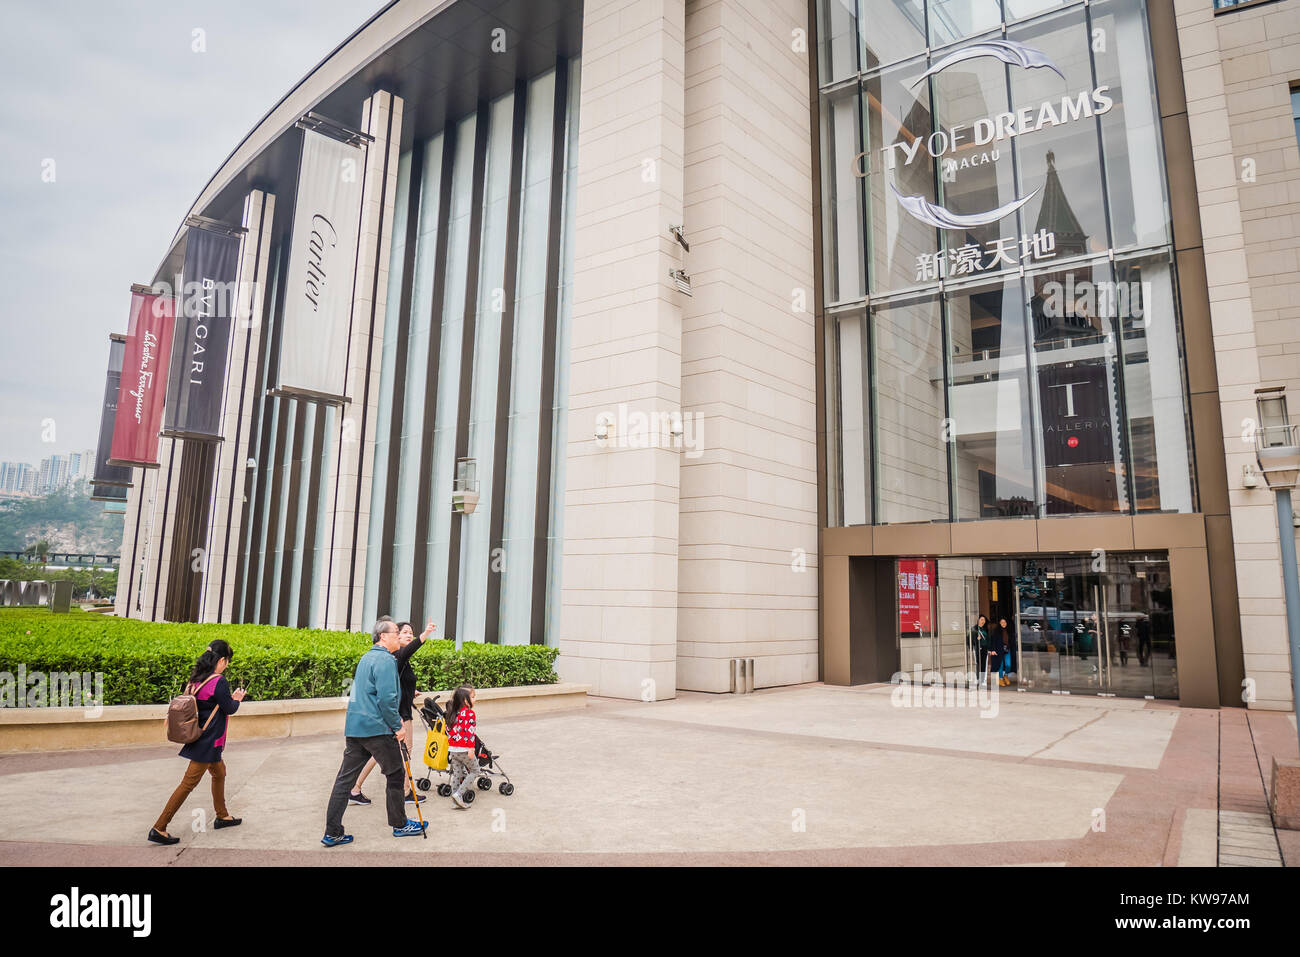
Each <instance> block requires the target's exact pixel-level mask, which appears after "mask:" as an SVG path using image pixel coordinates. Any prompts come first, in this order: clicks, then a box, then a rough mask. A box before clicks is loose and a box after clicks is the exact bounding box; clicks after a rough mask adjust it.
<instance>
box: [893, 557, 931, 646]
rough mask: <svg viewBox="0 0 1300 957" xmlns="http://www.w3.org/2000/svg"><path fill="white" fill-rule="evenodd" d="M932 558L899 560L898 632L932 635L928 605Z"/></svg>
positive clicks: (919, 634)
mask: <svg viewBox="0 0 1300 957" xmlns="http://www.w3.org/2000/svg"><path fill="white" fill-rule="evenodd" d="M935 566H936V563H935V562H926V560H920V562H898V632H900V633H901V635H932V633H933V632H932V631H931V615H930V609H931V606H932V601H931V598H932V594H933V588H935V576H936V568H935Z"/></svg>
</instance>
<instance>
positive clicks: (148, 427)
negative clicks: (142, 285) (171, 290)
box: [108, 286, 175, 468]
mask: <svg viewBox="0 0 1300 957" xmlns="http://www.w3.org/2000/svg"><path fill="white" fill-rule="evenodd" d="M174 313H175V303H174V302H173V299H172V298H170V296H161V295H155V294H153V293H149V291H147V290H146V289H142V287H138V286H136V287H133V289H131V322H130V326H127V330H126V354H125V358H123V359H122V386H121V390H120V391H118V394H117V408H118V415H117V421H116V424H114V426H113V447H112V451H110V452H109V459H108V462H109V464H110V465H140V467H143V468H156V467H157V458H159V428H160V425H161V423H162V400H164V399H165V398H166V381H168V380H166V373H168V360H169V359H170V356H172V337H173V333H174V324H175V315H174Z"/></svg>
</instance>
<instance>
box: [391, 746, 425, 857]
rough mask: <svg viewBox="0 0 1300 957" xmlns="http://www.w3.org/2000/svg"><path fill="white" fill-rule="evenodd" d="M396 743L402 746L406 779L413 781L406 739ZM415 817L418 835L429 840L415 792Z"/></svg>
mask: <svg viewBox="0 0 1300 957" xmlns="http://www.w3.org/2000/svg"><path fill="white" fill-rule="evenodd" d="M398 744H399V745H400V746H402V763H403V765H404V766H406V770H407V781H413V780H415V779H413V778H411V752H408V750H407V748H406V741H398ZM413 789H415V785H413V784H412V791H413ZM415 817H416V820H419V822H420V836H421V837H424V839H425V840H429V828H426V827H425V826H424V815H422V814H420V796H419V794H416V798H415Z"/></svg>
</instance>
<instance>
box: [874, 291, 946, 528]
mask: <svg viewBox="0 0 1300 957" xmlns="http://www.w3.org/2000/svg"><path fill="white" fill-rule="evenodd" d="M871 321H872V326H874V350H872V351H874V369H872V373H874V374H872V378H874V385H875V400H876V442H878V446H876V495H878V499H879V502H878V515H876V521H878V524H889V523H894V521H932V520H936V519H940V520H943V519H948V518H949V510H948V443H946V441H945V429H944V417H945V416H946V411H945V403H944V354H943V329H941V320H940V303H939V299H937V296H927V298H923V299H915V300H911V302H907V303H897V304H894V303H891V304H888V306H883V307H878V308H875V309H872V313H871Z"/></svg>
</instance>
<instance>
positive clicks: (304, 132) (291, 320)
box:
---+---
#### Task requirements
Please restate the entries word for word. Skip the pictures.

#### Task output
Each <instance> block requires the target's exact pixel-level mask, which appears after "mask:" as an SVG path using image pixel coordinates. Any prompts come first, in this order: clicks, then a box, then a rough mask. A box before clicks is loose and a box after clicks is the exact bounding box; clicks after a rough mask adjust it.
<instance>
box: [893, 557, 931, 646]
rough mask: <svg viewBox="0 0 1300 957" xmlns="http://www.w3.org/2000/svg"><path fill="white" fill-rule="evenodd" d="M932 558L899 560L898 632L932 635L928 605Z"/></svg>
positive clicks: (919, 634)
mask: <svg viewBox="0 0 1300 957" xmlns="http://www.w3.org/2000/svg"><path fill="white" fill-rule="evenodd" d="M935 566H936V563H935V562H926V560H920V562H898V632H900V633H901V635H932V633H933V632H932V631H931V615H930V609H931V606H932V601H931V598H932V594H933V588H935V576H936V568H935Z"/></svg>
</instance>
<instance>
positive clicks: (148, 427)
negative clicks: (142, 285) (171, 290)
box: [108, 286, 175, 468]
mask: <svg viewBox="0 0 1300 957" xmlns="http://www.w3.org/2000/svg"><path fill="white" fill-rule="evenodd" d="M174 313H175V303H174V302H173V299H172V298H170V296H161V295H155V294H153V293H149V291H147V290H146V289H142V287H138V286H136V287H133V289H131V322H130V326H127V330H126V354H125V358H123V359H122V386H121V390H120V391H118V394H117V408H118V415H117V421H116V424H114V426H113V447H112V451H110V452H109V459H108V462H109V464H110V465H140V467H143V468H156V467H157V458H159V428H160V425H161V423H162V400H164V399H165V398H166V381H168V380H166V373H168V360H169V359H170V356H172V337H173V333H174V324H175V315H174Z"/></svg>
</instance>
<instance>
box: [391, 746, 425, 857]
rough mask: <svg viewBox="0 0 1300 957" xmlns="http://www.w3.org/2000/svg"><path fill="white" fill-rule="evenodd" d="M396 743L402 746L406 779L413 781L406 739ZM415 817L418 835L429 840L415 792Z"/></svg>
mask: <svg viewBox="0 0 1300 957" xmlns="http://www.w3.org/2000/svg"><path fill="white" fill-rule="evenodd" d="M398 744H399V745H400V746H402V763H403V765H404V766H406V770H407V781H413V780H415V779H413V778H411V752H408V750H407V748H406V741H398ZM413 789H415V785H413V784H412V791H413ZM415 817H416V820H419V822H420V836H421V837H424V839H425V840H429V828H426V827H425V826H424V815H422V814H420V796H419V794H416V798H415Z"/></svg>
</instance>
<instance>
box: [874, 291, 946, 528]
mask: <svg viewBox="0 0 1300 957" xmlns="http://www.w3.org/2000/svg"><path fill="white" fill-rule="evenodd" d="M871 321H872V326H874V350H872V351H874V369H872V373H874V374H872V378H874V385H875V400H876V442H878V446H876V495H878V499H879V502H878V515H876V521H878V524H889V523H894V521H932V520H936V519H940V520H943V519H948V518H949V510H948V443H946V441H945V429H944V417H945V416H946V411H945V403H944V354H943V329H941V320H940V303H939V299H937V296H927V298H923V299H915V300H911V302H907V303H897V304H894V303H891V304H888V306H883V307H878V308H875V309H872V313H871Z"/></svg>
</instance>
<instance>
positive clicks: (304, 132) (291, 320)
box:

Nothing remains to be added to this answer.